(EXERCISE TEXT begins)

User interface output devices 978 may include a display subsystem, a printer, a fax machine, or non-visual displays such as audio output devices. The display subsystem may include a flat panel device such as a liquid crystal display (LCD) or LED device, a projection device, a cathode ray tube (CRT) or some other mechanism for creating a visible image. The display subsystem may also provide non visual display such as via audio output devices. In general, use of the term “output device” is intended to include all possible types of devices and ways to output information from computer system 910 to the user or to another machine or computer system. The computer system further can include user interface output devices 978 for communication with user equipment.
Storage subsystem 926 stores the basic programming and data constructs that provide the functionality of certain embodiments of the present invention. For example, the various modules implementing the functionality of certain embodiments of the invention may be stored in a storage subsystem 926. These software modules are generally executed by processor subsystem 972.
Storage subsystem 926 typically includes a number of memories including a main random access memory (RAM) 934 for storage of instructions and data during program execution and a read only memory (ROM) 932 in which fixed instructions are stored. File storage subsystem 936 provides persistent storage for program and data files, and may include a hard disk drive, a floppy disk drive along with associated removable media, a CD ROM drive, an optical drive, or removable media cartridges. The databases and modules implementing the functionality of certain embodiments of the invention may have been provided on a computer readable medium such as one or more CD-ROMs, and may be stored by file storage subsystem 936. The host memory storage subsystem 926 contains, among other things, computer instructions which, when executed by the processor subsystem 972, cause the computer system to operate or perform functions as described herein. As used herein, processes and software that are said to run in or on “the host” or “the computer”, execute on the processor subsystem 972 in response to computer instructions and data in the host memory storage subsystem 926 including any other local or remote storage for such instructions and data.

(EXERCISE TEXT ends)
(SOURCE DATA begins)

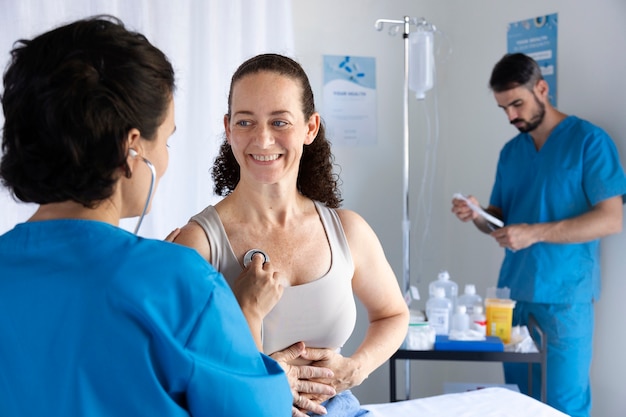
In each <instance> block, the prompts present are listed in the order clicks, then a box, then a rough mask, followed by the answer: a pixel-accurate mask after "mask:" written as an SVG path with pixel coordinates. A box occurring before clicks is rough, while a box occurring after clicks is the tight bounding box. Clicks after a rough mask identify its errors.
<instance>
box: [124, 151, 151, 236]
mask: <svg viewBox="0 0 626 417" xmlns="http://www.w3.org/2000/svg"><path fill="white" fill-rule="evenodd" d="M128 153H129V154H130V156H131V157H132V158H136V157H137V156H138V155H139V154H138V153H137V151H136V150H134V149H133V148H130V149H129V150H128ZM141 160H142V161H143V162H145V163H146V165H148V168H149V169H150V175H151V178H150V189H149V190H148V198H146V204H144V206H143V211H142V212H141V216H139V220H138V221H137V226H135V234H137V233H138V232H139V227H141V222H143V218H144V216H145V215H146V212H147V211H148V207H149V206H150V199H151V198H152V193H153V192H154V183H155V182H156V170H155V169H154V165H152V162H150V161H149V160H148V159H146V158H144V157H143V156H142V157H141Z"/></svg>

(SOURCE DATA ends)

* ACTIVITIES *
- 1) Write out the computer system text from "User interface output devices 978 may" to "with user equipment.".
- 2) In the computer system text, which subsystem generally executes the software modules stored in storage subsystem 926?
- 3) Continue the computer system text past its final sentence.

* ANSWERS TO THE TASKS *
- 1)
User interface output devices 978 may include a display subsystem, a printer, a fax machine, or non-visual displays such as audio output devices. The display subsystem may include a flat panel device such as a liquid crystal display (LCD) or LED device, a projection device, a cathode ray tube (CRT) or some other mechanism for creating a visible image. The display subsystem may also provide non visual display such as via audio output devices. In general, use of the term “output device” is intended to include all possible types of devices and ways to output information from computer system 910 to the user or to another machine or computer system. The computer system further can include user interface output devices 978 for communication with user equipment.

- 2) Processor subsystem 972.

- 3)
Bus subsystem 950 provides a mechanism for letting the various components and subsystems of computer system 910 communicate with each other as intended. Although bus subsystem 950 is shown schematically as a single bus, alternative embodiments of the bus subsystem may use multiple busses.
Computer system 910 itself can be of varying types including a personal computer, a portable computer, a workstation, a computer terminal, a network computer, a television, a mainframe, or any other data processing system or user device. Due to the ever changing nature of computers and networks, the description of computer system 910 depicted in FIG. 9 is intended only as a specific example for purposes of illustrating embodiments of the present invention. Many other configurations of computer system 910 are possible having more or less components than the computer system depicted in FIG. 9.
Some Particular Implementations
Some particular implementations and features are described in the following discussion.
In one implementation the disclosed technology includes a method of replicating to a replication target at a target machine and at a current replication set-point, a set of snapshots including replicated snapshots and un-replicated snapshots, stored in time sequence at a source machine, that create a copy of multiple virtual machines. The disclosed method includes the source machine receiving a criterion for an un-replicated window, wherein the un-replicated window indicates a difference in the sequence between the current replication set-point and a last replication set-point, the last replication set-point corresponding to at least one un-replicated snapshot after a last replicated snapshot in the sequence; and comparing the un-replicated window to the received criterion for the un-replicated window. Based upon the comparing: when the un-replicated window is greater than the received criterion for an un-replicated window, replicating a snapshot in the sequence equal to or greater than a configured set-point position of the un-replicated window in the sequence, thereby skipping some earlier un-replicated snapshots at positions prior to the configured set-point position, and marking the replicated snapshot in the sequence; and replicating an un-replicated snapshot positioned after the last replicated snapshot in the sequence, otherwise.
This method and other implementations of the technology disclosed can include one or more of the following features and/or features described in connection with additional methods disclosed. In the interest of conciseness, the combinations of features disclosed in this application are not individually enumerated and are not repeated with each base set of features.
In some implementations of the disclosed method, the current set-point is the time of the most recent replication and the last replication set-point is a time when the last replication had taken place.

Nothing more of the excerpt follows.